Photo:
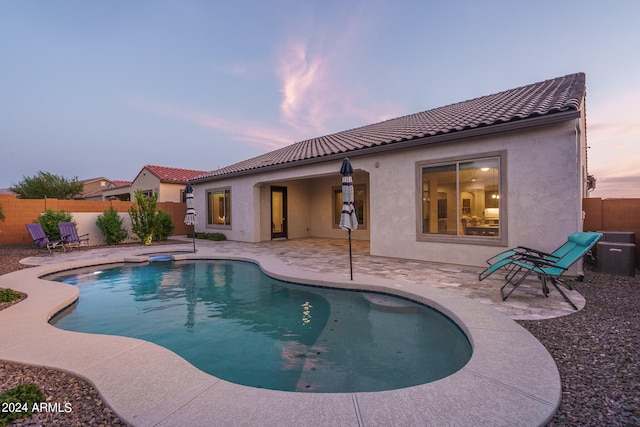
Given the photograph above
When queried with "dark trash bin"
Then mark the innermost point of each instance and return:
(617, 253)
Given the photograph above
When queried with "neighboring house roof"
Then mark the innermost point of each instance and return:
(554, 99)
(116, 183)
(173, 175)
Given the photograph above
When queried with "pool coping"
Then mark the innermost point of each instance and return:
(511, 379)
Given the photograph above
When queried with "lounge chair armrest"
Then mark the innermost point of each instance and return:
(530, 252)
(542, 262)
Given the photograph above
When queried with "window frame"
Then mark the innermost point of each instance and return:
(217, 190)
(502, 238)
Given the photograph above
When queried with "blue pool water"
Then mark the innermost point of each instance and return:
(231, 320)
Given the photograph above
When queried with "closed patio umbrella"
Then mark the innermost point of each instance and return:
(190, 216)
(348, 218)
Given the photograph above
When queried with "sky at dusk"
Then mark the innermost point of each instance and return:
(101, 88)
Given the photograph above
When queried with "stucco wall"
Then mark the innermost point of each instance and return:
(541, 195)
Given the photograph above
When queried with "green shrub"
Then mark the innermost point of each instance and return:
(147, 222)
(110, 224)
(8, 295)
(143, 216)
(164, 226)
(22, 398)
(49, 220)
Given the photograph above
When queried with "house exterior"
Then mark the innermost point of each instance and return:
(454, 184)
(168, 183)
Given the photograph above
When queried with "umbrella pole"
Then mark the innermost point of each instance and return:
(350, 256)
(194, 238)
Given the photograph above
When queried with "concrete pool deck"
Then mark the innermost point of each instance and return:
(510, 380)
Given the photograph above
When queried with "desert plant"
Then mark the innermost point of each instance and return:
(164, 226)
(143, 216)
(110, 224)
(49, 220)
(22, 400)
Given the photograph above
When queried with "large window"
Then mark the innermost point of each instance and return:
(219, 207)
(359, 196)
(462, 198)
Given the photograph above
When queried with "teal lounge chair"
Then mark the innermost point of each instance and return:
(40, 238)
(520, 262)
(504, 259)
(69, 235)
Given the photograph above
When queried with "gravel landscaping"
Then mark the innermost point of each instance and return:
(597, 351)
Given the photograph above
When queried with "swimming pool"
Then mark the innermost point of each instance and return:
(233, 321)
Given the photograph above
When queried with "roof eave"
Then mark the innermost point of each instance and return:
(430, 139)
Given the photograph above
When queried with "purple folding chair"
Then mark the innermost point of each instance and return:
(40, 238)
(69, 235)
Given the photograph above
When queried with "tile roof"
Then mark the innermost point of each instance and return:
(173, 175)
(545, 98)
(119, 183)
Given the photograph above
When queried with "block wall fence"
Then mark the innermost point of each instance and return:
(600, 215)
(613, 215)
(19, 212)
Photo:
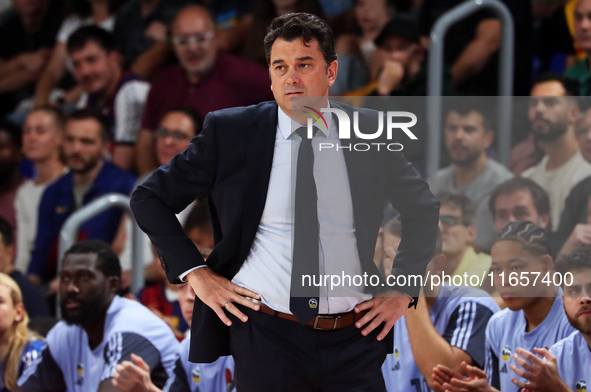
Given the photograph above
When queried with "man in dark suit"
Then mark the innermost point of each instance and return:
(241, 160)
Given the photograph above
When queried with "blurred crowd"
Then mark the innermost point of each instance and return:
(96, 94)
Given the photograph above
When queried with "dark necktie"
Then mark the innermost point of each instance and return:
(304, 300)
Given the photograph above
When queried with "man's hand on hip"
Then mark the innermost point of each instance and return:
(384, 309)
(218, 292)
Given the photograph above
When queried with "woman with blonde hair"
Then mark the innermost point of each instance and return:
(18, 345)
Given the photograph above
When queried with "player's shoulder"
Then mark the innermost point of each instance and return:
(500, 319)
(567, 345)
(465, 294)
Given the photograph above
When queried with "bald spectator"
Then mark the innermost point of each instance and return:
(468, 134)
(205, 79)
(10, 177)
(519, 199)
(456, 223)
(553, 113)
(582, 26)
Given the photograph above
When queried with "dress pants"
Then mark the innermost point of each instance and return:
(275, 355)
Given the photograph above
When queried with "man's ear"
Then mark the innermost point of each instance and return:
(489, 137)
(114, 284)
(439, 263)
(548, 263)
(471, 233)
(331, 71)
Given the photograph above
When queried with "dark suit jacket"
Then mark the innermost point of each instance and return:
(230, 161)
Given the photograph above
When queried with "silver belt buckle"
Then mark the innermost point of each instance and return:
(320, 316)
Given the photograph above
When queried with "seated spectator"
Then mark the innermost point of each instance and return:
(43, 145)
(404, 71)
(10, 176)
(429, 335)
(574, 228)
(204, 80)
(581, 234)
(99, 329)
(27, 36)
(90, 177)
(120, 98)
(20, 346)
(188, 376)
(468, 134)
(567, 363)
(141, 35)
(177, 128)
(265, 12)
(456, 222)
(32, 298)
(359, 62)
(534, 317)
(582, 26)
(85, 12)
(553, 113)
(519, 199)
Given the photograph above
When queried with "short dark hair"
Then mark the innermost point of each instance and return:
(107, 260)
(570, 86)
(59, 117)
(458, 201)
(579, 258)
(192, 114)
(485, 106)
(509, 187)
(199, 217)
(6, 232)
(14, 132)
(92, 114)
(301, 25)
(86, 34)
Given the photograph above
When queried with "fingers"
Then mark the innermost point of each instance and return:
(140, 362)
(385, 330)
(245, 292)
(546, 353)
(364, 306)
(520, 384)
(524, 364)
(230, 307)
(245, 302)
(222, 315)
(533, 358)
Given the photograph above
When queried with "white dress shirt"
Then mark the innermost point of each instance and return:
(267, 268)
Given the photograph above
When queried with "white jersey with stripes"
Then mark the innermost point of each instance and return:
(460, 314)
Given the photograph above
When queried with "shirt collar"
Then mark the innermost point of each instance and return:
(287, 126)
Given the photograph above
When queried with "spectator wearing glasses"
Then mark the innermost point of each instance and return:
(175, 131)
(118, 96)
(456, 222)
(205, 79)
(469, 132)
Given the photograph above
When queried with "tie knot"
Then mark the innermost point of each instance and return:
(303, 132)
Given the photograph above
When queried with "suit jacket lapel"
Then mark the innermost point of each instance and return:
(260, 147)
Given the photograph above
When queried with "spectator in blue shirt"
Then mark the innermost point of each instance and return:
(90, 177)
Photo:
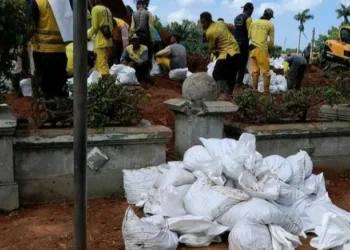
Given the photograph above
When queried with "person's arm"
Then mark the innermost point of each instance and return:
(34, 12)
(132, 27)
(249, 22)
(125, 35)
(151, 26)
(272, 36)
(94, 24)
(143, 57)
(164, 52)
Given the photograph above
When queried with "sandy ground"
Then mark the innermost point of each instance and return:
(44, 227)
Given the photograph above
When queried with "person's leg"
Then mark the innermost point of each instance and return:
(264, 65)
(292, 77)
(242, 66)
(255, 68)
(101, 63)
(301, 74)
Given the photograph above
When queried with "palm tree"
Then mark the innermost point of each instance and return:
(343, 12)
(302, 18)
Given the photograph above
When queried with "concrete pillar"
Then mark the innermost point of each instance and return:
(8, 187)
(197, 114)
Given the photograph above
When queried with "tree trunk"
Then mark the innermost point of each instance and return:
(298, 50)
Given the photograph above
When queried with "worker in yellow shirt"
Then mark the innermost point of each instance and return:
(262, 35)
(120, 35)
(49, 51)
(101, 27)
(242, 26)
(225, 48)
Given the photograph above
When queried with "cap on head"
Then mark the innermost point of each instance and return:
(248, 6)
(269, 13)
(134, 38)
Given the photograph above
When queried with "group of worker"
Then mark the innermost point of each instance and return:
(114, 42)
(233, 45)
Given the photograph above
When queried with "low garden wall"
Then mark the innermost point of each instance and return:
(328, 143)
(37, 166)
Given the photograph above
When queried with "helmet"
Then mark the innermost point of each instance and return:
(268, 13)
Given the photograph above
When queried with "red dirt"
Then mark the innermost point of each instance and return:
(44, 227)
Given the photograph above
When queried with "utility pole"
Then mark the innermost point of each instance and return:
(80, 123)
(312, 44)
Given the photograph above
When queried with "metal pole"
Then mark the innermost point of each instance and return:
(80, 123)
(312, 45)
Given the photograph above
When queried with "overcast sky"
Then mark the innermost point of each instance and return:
(285, 25)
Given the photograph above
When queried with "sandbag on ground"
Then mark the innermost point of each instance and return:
(260, 211)
(248, 235)
(206, 199)
(139, 234)
(138, 181)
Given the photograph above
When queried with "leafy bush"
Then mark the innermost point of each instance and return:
(16, 29)
(294, 105)
(108, 104)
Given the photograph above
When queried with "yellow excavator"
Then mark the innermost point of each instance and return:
(338, 51)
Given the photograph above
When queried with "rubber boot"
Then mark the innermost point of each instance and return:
(267, 80)
(255, 82)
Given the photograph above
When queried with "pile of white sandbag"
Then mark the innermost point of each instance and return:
(278, 83)
(277, 63)
(226, 186)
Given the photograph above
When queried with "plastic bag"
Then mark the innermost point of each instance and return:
(298, 169)
(249, 235)
(94, 77)
(282, 240)
(156, 70)
(267, 188)
(138, 181)
(279, 166)
(205, 199)
(211, 67)
(175, 176)
(260, 211)
(178, 74)
(140, 234)
(124, 74)
(166, 202)
(333, 232)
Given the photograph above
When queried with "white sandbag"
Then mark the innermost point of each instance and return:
(333, 232)
(166, 202)
(192, 240)
(205, 199)
(260, 211)
(289, 195)
(195, 157)
(139, 234)
(279, 166)
(282, 240)
(211, 67)
(298, 169)
(94, 77)
(124, 74)
(308, 164)
(183, 190)
(178, 74)
(138, 181)
(189, 224)
(175, 176)
(248, 235)
(26, 87)
(267, 188)
(156, 70)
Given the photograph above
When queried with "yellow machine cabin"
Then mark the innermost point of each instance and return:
(339, 50)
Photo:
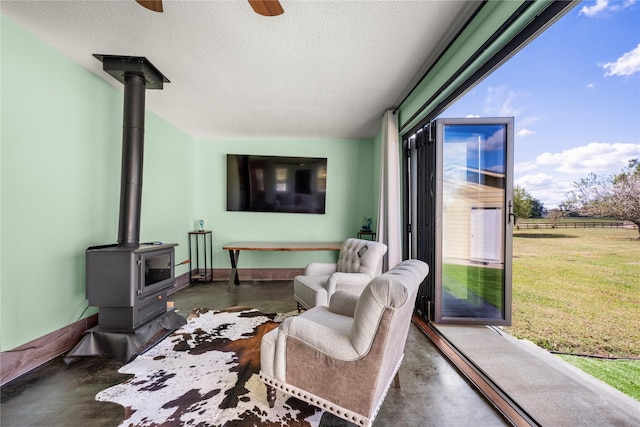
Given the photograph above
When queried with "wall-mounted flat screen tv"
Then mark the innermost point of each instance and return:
(276, 184)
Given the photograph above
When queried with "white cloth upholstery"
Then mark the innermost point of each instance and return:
(343, 358)
(359, 262)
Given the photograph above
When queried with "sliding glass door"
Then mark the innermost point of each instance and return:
(459, 183)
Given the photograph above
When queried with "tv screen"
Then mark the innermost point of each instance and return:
(276, 184)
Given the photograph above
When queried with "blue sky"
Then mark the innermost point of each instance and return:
(575, 95)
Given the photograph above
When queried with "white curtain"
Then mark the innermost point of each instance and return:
(389, 219)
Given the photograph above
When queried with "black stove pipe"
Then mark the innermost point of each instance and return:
(132, 160)
(136, 73)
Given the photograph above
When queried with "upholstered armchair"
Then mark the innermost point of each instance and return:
(359, 261)
(343, 358)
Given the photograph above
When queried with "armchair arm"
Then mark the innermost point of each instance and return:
(345, 280)
(324, 338)
(344, 303)
(320, 269)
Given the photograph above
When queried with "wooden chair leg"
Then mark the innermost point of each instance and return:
(271, 396)
(396, 381)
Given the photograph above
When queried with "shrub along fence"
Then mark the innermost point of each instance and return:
(569, 224)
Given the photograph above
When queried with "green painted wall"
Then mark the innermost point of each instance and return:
(352, 191)
(61, 136)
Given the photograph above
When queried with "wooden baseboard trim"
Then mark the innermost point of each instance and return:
(26, 357)
(22, 359)
(507, 407)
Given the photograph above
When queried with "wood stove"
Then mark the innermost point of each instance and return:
(129, 284)
(128, 281)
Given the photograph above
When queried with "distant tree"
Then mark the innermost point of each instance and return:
(537, 208)
(616, 196)
(522, 205)
(554, 216)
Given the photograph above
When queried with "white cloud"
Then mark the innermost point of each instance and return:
(602, 6)
(523, 133)
(594, 157)
(525, 167)
(593, 10)
(546, 188)
(626, 65)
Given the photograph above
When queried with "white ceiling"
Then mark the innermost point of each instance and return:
(323, 69)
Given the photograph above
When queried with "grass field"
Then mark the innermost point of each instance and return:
(577, 291)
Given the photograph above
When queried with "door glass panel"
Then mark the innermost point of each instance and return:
(473, 223)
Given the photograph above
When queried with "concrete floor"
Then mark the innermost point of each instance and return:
(432, 392)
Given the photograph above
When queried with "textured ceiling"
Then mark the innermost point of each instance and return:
(323, 69)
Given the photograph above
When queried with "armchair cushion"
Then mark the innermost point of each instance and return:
(342, 363)
(359, 262)
(344, 303)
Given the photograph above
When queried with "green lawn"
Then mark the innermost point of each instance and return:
(621, 374)
(577, 291)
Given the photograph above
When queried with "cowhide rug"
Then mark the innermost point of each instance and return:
(206, 374)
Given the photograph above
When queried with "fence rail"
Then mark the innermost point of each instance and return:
(569, 224)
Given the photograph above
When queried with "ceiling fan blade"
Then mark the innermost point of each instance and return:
(154, 5)
(267, 7)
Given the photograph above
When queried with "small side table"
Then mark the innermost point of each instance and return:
(369, 233)
(205, 275)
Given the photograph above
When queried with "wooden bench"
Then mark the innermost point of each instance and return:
(235, 248)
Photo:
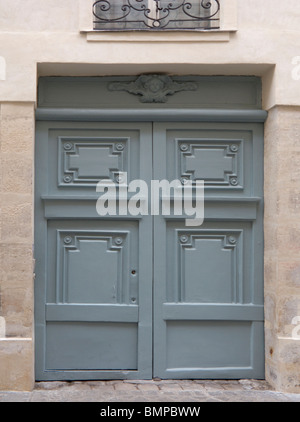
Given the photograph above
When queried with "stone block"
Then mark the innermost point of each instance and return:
(16, 364)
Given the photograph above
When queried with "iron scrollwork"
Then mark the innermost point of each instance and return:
(156, 15)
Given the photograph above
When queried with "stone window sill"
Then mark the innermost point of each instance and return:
(164, 36)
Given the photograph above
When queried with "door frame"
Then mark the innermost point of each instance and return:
(145, 115)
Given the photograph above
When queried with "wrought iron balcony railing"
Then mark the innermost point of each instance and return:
(156, 15)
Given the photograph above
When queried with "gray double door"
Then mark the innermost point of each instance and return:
(142, 296)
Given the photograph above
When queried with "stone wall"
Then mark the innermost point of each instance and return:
(16, 245)
(282, 247)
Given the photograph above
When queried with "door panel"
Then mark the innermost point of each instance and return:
(208, 285)
(119, 295)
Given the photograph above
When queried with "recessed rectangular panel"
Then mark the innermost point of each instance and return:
(91, 346)
(218, 162)
(208, 344)
(92, 266)
(208, 267)
(90, 262)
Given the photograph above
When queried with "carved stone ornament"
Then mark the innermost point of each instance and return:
(153, 88)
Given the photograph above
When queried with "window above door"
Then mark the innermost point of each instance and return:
(156, 15)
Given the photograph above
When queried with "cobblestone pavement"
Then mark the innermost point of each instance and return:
(151, 391)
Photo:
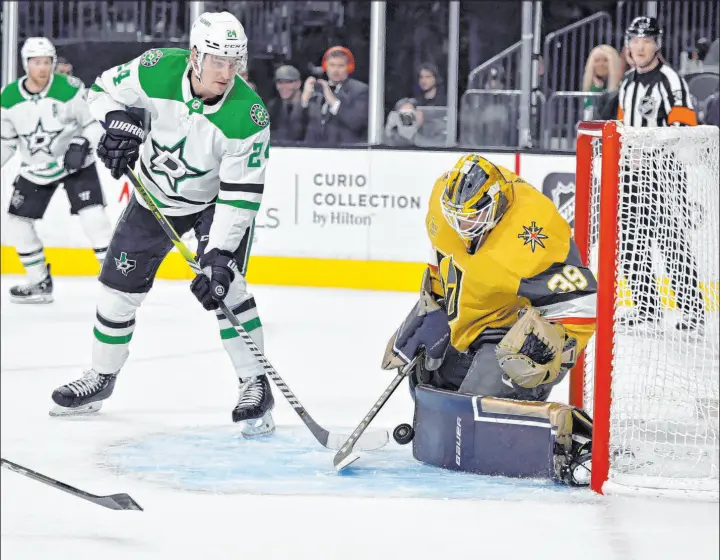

# WHAT IS ASKED:
Please return every line of the data above that contains the string "worker". Case counts.

# RESULT OF THE TASK:
When queried with "worker in yellow shirt"
When queried with "group of worker"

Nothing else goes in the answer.